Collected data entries
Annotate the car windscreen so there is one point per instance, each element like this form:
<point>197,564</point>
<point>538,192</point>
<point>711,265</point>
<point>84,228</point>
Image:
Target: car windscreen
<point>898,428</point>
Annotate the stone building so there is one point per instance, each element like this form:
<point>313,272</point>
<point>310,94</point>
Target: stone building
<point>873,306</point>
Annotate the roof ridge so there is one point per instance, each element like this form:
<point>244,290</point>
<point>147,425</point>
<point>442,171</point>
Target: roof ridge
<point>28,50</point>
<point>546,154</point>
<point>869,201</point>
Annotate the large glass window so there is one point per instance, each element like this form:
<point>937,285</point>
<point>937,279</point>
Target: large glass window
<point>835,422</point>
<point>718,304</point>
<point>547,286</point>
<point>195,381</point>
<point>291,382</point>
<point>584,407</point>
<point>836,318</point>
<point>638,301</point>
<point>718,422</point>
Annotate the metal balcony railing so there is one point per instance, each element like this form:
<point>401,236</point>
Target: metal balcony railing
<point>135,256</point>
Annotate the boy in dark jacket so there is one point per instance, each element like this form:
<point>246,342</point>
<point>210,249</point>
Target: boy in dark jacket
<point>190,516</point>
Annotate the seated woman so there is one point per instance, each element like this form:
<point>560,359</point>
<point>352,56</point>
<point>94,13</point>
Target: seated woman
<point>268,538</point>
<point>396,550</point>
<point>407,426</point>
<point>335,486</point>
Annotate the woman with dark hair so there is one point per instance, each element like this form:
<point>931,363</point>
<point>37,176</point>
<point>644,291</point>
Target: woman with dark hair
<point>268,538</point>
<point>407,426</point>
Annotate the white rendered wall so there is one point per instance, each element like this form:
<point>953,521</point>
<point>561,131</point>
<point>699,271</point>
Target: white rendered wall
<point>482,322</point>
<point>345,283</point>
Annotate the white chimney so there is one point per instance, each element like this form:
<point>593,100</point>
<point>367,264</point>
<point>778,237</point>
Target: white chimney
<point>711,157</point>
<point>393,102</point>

WHAT IS EXPECTED>
Copy every line of the listing above without changing a single character.

FINAL RESULT>
Annotate the car windscreen so there is one point per instance, each element like this form:
<point>197,564</point>
<point>538,192</point>
<point>711,265</point>
<point>84,228</point>
Image:
Target: car windscreen
<point>898,428</point>
Annotate the stone building so there is one point per instance, each element like this form:
<point>313,272</point>
<point>310,94</point>
Target: stone building
<point>873,306</point>
Annotate the roof ridge so there is one point per instance, each element like this form:
<point>244,290</point>
<point>147,425</point>
<point>442,171</point>
Target: roof ridge
<point>28,50</point>
<point>546,154</point>
<point>869,201</point>
Annotate the large glass window so there is one point per instance, each element like this form:
<point>937,285</point>
<point>937,279</point>
Target: large glass window
<point>835,422</point>
<point>718,304</point>
<point>547,286</point>
<point>195,381</point>
<point>291,382</point>
<point>584,407</point>
<point>836,318</point>
<point>638,301</point>
<point>718,422</point>
Annotate the metal balcony railing so there is one point per instance, each element like this form:
<point>401,236</point>
Target: metal balcony railing
<point>135,256</point>
Annotate the boy in dark jacket so there is one point per instance, each element like this form:
<point>246,342</point>
<point>210,249</point>
Target: boy in dark jacket
<point>190,516</point>
Annotate the seated woman so there is one point per instance, each element like this form:
<point>560,359</point>
<point>352,56</point>
<point>94,13</point>
Target: seated woman
<point>268,538</point>
<point>396,550</point>
<point>407,426</point>
<point>335,486</point>
Annotate the woman with dark hair so there is one point per instance, each element like this form:
<point>931,363</point>
<point>37,176</point>
<point>644,291</point>
Target: woman with dark hair
<point>268,538</point>
<point>407,426</point>
Annotate the white rendered wall so there is one point per instance, each element like this form:
<point>953,521</point>
<point>561,131</point>
<point>699,271</point>
Target: white rendered wall
<point>482,322</point>
<point>345,283</point>
Annotate the white chimney so there is one point per instance, each element like this form:
<point>593,100</point>
<point>367,264</point>
<point>778,237</point>
Target: white chimney
<point>711,157</point>
<point>393,102</point>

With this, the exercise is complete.